[Images for object localization]

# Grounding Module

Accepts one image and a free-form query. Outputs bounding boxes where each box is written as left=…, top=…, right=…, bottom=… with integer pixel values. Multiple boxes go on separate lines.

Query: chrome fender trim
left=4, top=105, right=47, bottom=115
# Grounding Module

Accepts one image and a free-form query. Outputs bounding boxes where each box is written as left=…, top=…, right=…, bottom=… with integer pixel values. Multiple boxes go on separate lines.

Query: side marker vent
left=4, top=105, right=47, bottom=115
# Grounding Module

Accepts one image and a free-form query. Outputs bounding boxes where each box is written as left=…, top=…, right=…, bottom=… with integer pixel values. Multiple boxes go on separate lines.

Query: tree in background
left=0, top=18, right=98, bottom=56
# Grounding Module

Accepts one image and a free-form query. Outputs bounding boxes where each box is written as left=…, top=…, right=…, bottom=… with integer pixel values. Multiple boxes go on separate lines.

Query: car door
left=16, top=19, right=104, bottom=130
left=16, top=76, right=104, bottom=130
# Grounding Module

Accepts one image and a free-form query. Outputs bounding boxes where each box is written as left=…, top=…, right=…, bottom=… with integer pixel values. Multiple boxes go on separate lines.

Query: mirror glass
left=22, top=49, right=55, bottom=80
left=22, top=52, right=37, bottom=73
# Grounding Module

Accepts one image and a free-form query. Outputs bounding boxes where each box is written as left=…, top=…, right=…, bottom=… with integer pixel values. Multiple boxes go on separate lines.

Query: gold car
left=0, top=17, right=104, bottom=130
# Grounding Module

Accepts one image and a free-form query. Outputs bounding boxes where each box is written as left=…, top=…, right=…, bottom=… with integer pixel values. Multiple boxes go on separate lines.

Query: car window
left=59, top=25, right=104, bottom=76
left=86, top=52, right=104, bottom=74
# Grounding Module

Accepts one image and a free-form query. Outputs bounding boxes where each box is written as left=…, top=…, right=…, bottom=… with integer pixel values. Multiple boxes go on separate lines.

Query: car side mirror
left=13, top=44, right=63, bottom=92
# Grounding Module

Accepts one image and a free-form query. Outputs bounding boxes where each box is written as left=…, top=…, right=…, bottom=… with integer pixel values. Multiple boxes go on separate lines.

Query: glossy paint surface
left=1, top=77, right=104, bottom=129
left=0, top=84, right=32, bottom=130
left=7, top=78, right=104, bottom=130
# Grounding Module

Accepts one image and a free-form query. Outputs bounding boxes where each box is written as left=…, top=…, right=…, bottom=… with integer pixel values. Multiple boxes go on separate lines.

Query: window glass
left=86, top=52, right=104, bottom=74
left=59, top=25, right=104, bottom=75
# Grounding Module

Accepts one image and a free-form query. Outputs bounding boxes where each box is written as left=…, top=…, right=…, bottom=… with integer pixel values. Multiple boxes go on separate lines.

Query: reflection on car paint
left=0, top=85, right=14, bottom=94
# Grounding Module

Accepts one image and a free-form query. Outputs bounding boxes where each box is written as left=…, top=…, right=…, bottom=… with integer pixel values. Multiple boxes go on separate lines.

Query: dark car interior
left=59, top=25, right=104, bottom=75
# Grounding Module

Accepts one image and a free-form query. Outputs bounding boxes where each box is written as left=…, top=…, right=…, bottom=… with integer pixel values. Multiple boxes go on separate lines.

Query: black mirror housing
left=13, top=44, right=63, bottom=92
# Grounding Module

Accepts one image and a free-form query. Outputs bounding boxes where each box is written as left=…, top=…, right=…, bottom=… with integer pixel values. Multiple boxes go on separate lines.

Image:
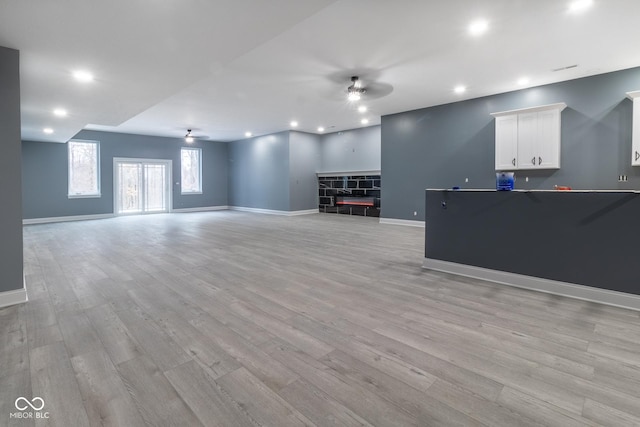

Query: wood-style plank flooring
left=3, top=211, right=640, bottom=426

* [EXERCISE DIRECTIONS]: Skip the pictures and output all entries exactly.

* [REPLY TO THE TASK]:
# Grounding Module

Accepts one image and a free-form query. Outputs bounding boxes where each box is written as left=…, top=…, right=…, bottom=… with integer pixel values. Multiple boxes go on separate lines.

Query: chrome fender trim
left=4, top=105, right=47, bottom=115
# Grounding Module

Accepts one image and a free-form query. Outputs bounding boxes where each box is written as left=…, top=…, right=…, bottom=… with integer pixel values. Multiple boxes go on separate lines.

Query: side marker vent
left=4, top=105, right=47, bottom=115
# Grounding Module

Accepts one image and a free-form query. Outputs bounding boxes where each box is written as left=…, top=…, right=…, bottom=… with integer pixel values. Multiple boxes go on separate lines.

Query: tree in background
left=0, top=18, right=98, bottom=56
# Grounding Module

Accepts one image and a free-form query. Outputs bounding boxes where each box is written as left=…, top=…, right=…, bottom=… with integer pixel values. Multiple boxes go on separate lines.

Query: car door
left=16, top=19, right=104, bottom=130
left=16, top=76, right=104, bottom=130
# Grounding Module

Accepts one image and a free-form query. Outputs bounding boxes where each box is written as left=…, top=…, right=…, bottom=… with integer pixel values. Multiple boxes go on separate lines.

Query: mirror glass
left=22, top=49, right=55, bottom=80
left=22, top=52, right=37, bottom=73
# Grounding Module

Accepts one image and a free-form query. Outputs bounding boxes where each box is written as left=…, top=…, right=…, bottom=… with integer pixel values. Multiple boxes go on separate lines.

Query: gold car
left=0, top=17, right=104, bottom=130
# Grounding Module

Accepts one image and a free-form query. Outputs bounding boxes where each box is written as left=…, top=…, right=…, bottom=… with integer pixel values. Multiple boxes go on separate lines.

Query: car window
left=59, top=25, right=104, bottom=76
left=86, top=52, right=104, bottom=74
# Grounding Module

Accepts one image and a free-form query. Outputs bounding boxes where each box is written as left=…, top=…, right=…, bottom=… with integer pixel values. Multiple boxes go on separate lines.

Query: car side mirror
left=13, top=44, right=63, bottom=92
# Grounding Module

Accepts one image and a free-form query. Outputs bounding boxes where each box is written as left=…, top=…, right=…, bottom=… with integer pixel values. Multiple boxes go on separate lines.

Query: glossy paint surface
left=1, top=77, right=104, bottom=129
left=0, top=84, right=32, bottom=130
left=7, top=78, right=104, bottom=130
# Grounding Module

Accepts one image and a free-form query. Outputs bounding boxes where each box is written as left=…, top=…, right=…, bottom=… with integer pixel values. Multiple boxes go on separate lines.

Query: window glass
left=86, top=52, right=104, bottom=74
left=59, top=25, right=104, bottom=75
# Grounding Module

Accepts one image and a free-form query. Outputs bounding boxes where each box is written as left=…, top=…, right=…, bottom=… with integer pixel values. Multiple boxes go on separate lines.

Query: reflection on car paint
left=0, top=85, right=14, bottom=94
# Grounding Module

Accepts one image and a free-form query. Outputs bounding boxes where each box is written as left=…, top=…, right=…, bottom=… with integer pixel values. Multiple boxes go on separate lines.

Query: dark car interior
left=59, top=25, right=104, bottom=75
# Grounding Module

Accepts one image and a free-form query. Outputs bounding boxes where each box is written as left=…, top=…, right=…, bottom=… with integer pixel values. Multiple boxes go on separate lines.

Query: black mirror housing
left=13, top=44, right=63, bottom=92
# Grounding Module

Accepts one image and a free-form query. Outputs bounding boxes where each box is written as left=…, top=…, right=…, bottom=… with integer pixel values. Multiple boxes go on separate lines.

Image:

Query: wood-style plank flooring
left=3, top=211, right=640, bottom=426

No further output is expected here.